** start of RECORDS FOR THE TASK **

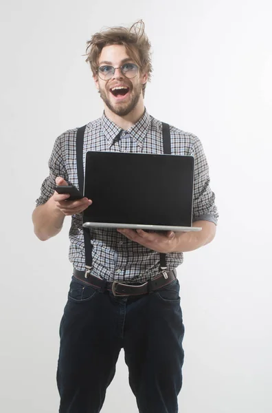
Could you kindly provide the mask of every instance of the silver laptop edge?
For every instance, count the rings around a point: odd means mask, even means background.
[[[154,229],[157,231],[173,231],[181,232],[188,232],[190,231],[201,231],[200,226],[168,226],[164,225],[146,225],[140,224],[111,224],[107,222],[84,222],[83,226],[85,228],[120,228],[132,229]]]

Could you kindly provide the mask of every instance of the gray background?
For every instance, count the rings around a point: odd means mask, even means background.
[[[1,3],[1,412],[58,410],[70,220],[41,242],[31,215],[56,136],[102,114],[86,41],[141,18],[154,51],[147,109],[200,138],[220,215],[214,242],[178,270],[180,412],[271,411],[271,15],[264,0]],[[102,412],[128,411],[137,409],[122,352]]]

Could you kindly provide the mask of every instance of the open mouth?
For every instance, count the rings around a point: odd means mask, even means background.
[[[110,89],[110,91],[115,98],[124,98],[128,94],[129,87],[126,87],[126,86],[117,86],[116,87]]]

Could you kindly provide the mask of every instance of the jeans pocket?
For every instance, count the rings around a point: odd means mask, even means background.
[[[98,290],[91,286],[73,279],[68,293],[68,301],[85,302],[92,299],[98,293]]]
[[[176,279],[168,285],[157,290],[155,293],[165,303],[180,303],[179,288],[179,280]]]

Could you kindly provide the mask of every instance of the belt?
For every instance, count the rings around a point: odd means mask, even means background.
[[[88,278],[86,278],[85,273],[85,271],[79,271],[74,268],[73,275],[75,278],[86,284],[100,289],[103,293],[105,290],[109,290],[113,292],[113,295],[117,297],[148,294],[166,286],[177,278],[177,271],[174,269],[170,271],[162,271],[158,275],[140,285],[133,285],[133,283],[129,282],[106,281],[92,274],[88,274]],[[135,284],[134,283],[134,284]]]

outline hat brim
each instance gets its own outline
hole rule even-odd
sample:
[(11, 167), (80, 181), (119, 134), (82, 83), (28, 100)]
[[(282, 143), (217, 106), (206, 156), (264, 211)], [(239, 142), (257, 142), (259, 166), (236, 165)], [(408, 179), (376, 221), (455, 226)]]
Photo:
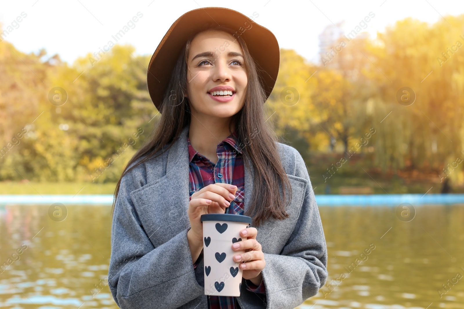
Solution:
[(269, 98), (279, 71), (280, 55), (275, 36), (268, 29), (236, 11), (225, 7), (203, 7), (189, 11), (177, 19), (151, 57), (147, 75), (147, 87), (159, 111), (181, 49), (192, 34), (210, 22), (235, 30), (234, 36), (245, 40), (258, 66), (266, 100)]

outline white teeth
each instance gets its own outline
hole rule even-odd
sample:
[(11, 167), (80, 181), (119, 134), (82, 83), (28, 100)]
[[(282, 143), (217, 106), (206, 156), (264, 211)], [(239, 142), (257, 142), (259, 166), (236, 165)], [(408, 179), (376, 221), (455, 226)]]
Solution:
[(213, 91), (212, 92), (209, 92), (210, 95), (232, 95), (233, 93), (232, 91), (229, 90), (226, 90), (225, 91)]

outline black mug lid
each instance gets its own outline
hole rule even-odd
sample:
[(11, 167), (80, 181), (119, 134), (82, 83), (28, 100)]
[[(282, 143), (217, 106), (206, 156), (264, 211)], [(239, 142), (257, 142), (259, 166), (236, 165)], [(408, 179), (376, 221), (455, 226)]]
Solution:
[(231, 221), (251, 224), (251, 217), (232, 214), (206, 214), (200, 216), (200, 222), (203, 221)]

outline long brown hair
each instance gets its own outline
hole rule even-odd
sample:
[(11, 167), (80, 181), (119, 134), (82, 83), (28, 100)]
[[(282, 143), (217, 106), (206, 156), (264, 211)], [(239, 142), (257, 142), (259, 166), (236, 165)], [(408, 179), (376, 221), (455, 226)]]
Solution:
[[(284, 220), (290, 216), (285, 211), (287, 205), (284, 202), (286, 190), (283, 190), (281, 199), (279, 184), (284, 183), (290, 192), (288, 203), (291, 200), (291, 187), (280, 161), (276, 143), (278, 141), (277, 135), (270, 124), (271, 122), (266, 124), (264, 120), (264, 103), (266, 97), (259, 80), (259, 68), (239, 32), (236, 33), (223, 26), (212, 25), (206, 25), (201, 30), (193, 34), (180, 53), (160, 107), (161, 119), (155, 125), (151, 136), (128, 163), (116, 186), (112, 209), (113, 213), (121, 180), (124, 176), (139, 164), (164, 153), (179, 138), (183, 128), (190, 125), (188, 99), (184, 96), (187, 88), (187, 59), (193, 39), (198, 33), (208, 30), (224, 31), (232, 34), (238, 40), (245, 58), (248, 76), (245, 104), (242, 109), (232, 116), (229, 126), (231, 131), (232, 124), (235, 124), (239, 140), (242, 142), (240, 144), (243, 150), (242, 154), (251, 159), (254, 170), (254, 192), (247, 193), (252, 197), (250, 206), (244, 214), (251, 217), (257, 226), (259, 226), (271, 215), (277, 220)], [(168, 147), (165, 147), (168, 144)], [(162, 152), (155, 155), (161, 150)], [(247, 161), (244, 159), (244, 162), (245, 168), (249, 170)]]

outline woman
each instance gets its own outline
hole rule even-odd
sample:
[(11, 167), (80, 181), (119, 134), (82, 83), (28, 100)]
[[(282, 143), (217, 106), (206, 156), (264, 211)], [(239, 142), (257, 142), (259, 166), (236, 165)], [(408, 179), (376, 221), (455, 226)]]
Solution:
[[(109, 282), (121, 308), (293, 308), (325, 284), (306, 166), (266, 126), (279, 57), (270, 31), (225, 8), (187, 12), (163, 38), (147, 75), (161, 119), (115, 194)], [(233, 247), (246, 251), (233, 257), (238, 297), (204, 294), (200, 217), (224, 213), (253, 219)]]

** end of RECORDS FOR THE TASK **

* WORK INSTRUCTIONS
Please update the records above by replacing each "each instance gets its own outline" with "one outline per instance" and keeping everything else the same. Leave the pictures out of your answer.

* EXERCISE ANSWER
Could you kindly provide the mask of every instance of the silver laptop edge?
For every instance, count the rings around a point: odd means mask, even means background.
[[[154,229],[157,231],[173,231],[181,232],[188,232],[190,231],[201,231],[200,226],[168,226],[164,225],[146,225],[140,224],[111,224],[107,222],[84,222],[83,226],[85,228],[120,228],[132,229]]]

Could you kindly provide the mask of every instance of the gray background?
For every instance, count the rings around a point: odd means mask, even means background.
[[[1,3],[1,412],[58,410],[70,220],[41,242],[31,215],[56,136],[102,114],[86,41],[141,18],[154,51],[147,109],[200,138],[220,215],[214,242],[178,270],[180,412],[271,411],[271,15],[264,0]],[[102,412],[128,411],[137,409],[122,352]]]

Could you kindly provide the mask of every instance of the open mouth?
For every instance, count the rings around a point: odd means mask, even means background.
[[[110,89],[110,91],[115,98],[124,98],[128,94],[129,87],[126,87],[126,86],[117,86],[116,87]]]

Could you kindly provide the mask of every instance of the jeans pocket?
For every instance, count the rings around a point: odd means mask, even means background.
[[[98,290],[91,286],[73,279],[68,293],[68,301],[85,302],[92,299],[98,293]]]
[[[176,279],[168,285],[157,290],[155,293],[165,303],[180,303],[179,288],[179,280]]]

Could you kindly provide the mask of every instance of the belt?
For every instance, count the rings around a point: odd means mask, even means background.
[[[88,278],[86,278],[85,273],[85,271],[79,271],[74,268],[73,275],[75,278],[86,284],[100,289],[103,293],[105,290],[109,290],[113,292],[113,295],[117,297],[148,294],[166,286],[177,278],[177,271],[174,269],[170,271],[162,271],[158,275],[140,285],[133,285],[133,283],[129,282],[106,281],[92,274],[88,274]],[[135,284],[134,283],[134,284]]]

outline hat brim
one outline per instance
hole rule even-odd
sample:
[(11, 167), (80, 181), (119, 134), (82, 83), (28, 100)]
[[(282, 143), (217, 106), (206, 156), (264, 211)], [(239, 142), (257, 142), (259, 166), (236, 165)], [(408, 179), (376, 221), (455, 226)]]
Photo:
Solution:
[(269, 98), (279, 71), (280, 55), (275, 36), (268, 29), (236, 11), (225, 7), (203, 7), (189, 11), (177, 19), (151, 57), (147, 75), (147, 87), (159, 111), (181, 49), (192, 34), (210, 22), (235, 30), (234, 36), (245, 40), (258, 66), (266, 100)]

outline white teeth
one outline per instance
hole rule even-odd
sample:
[(11, 167), (80, 181), (119, 134), (82, 83), (28, 100)]
[[(282, 143), (217, 106), (206, 156), (264, 211)], [(239, 142), (257, 142), (259, 166), (236, 165)], [(408, 179), (376, 221), (455, 226)]]
Solution:
[(213, 91), (212, 92), (209, 92), (210, 95), (232, 95), (233, 93), (232, 91), (229, 90), (226, 90), (225, 91)]

outline black mug lid
one outline per instance
hole rule even-odd
sample:
[(11, 167), (80, 181), (119, 134), (82, 83), (28, 100)]
[[(282, 143), (217, 106), (206, 156), (264, 211)], [(239, 142), (257, 142), (259, 166), (236, 165)], [(408, 179), (376, 221), (455, 226)]]
Solution:
[(231, 221), (251, 224), (251, 217), (232, 214), (206, 214), (200, 216), (200, 222), (203, 221)]

outline long brown hair
one outline per instance
hole rule even-odd
sample:
[(11, 167), (80, 181), (119, 134), (82, 83), (28, 100)]
[[(282, 143), (217, 106), (206, 156), (264, 211)], [(239, 142), (257, 142), (259, 166), (236, 165)], [(408, 179), (376, 221), (455, 226)]]
Solution:
[[(284, 220), (290, 216), (285, 211), (287, 205), (284, 202), (286, 190), (283, 190), (281, 199), (279, 184), (284, 183), (290, 192), (288, 203), (291, 200), (291, 187), (280, 161), (276, 143), (278, 141), (277, 135), (270, 124), (271, 122), (266, 124), (264, 120), (264, 103), (266, 97), (259, 80), (259, 68), (239, 32), (236, 33), (223, 26), (212, 25), (206, 25), (201, 30), (193, 34), (180, 53), (160, 107), (161, 119), (155, 125), (151, 136), (128, 163), (116, 186), (112, 209), (113, 213), (121, 180), (124, 176), (139, 164), (164, 153), (179, 138), (183, 128), (190, 125), (188, 99), (184, 96), (187, 88), (187, 59), (193, 39), (198, 33), (208, 30), (224, 31), (232, 34), (238, 40), (245, 58), (248, 76), (245, 104), (242, 109), (232, 116), (229, 126), (231, 131), (232, 124), (235, 124), (239, 140), (242, 142), (240, 144), (243, 150), (242, 154), (251, 159), (254, 170), (254, 192), (247, 193), (252, 197), (250, 206), (244, 214), (251, 217), (257, 226), (259, 226), (271, 215), (277, 220)], [(168, 147), (165, 147), (168, 144)], [(162, 152), (155, 155), (161, 150)], [(247, 161), (244, 159), (244, 162), (245, 168), (249, 170)]]

outline woman
one outline per instance
hole rule even-odd
sample:
[(11, 167), (80, 181), (119, 134), (82, 83), (28, 100)]
[[(282, 143), (217, 106), (206, 156), (264, 211)], [(239, 142), (257, 142), (259, 166), (236, 165)], [(408, 179), (376, 221), (455, 226)]]
Solution:
[[(109, 282), (121, 308), (293, 308), (325, 284), (306, 166), (266, 126), (279, 57), (270, 31), (225, 8), (187, 12), (163, 38), (147, 75), (161, 119), (115, 194)], [(233, 247), (246, 251), (233, 257), (238, 297), (204, 294), (200, 217), (224, 213), (253, 219)]]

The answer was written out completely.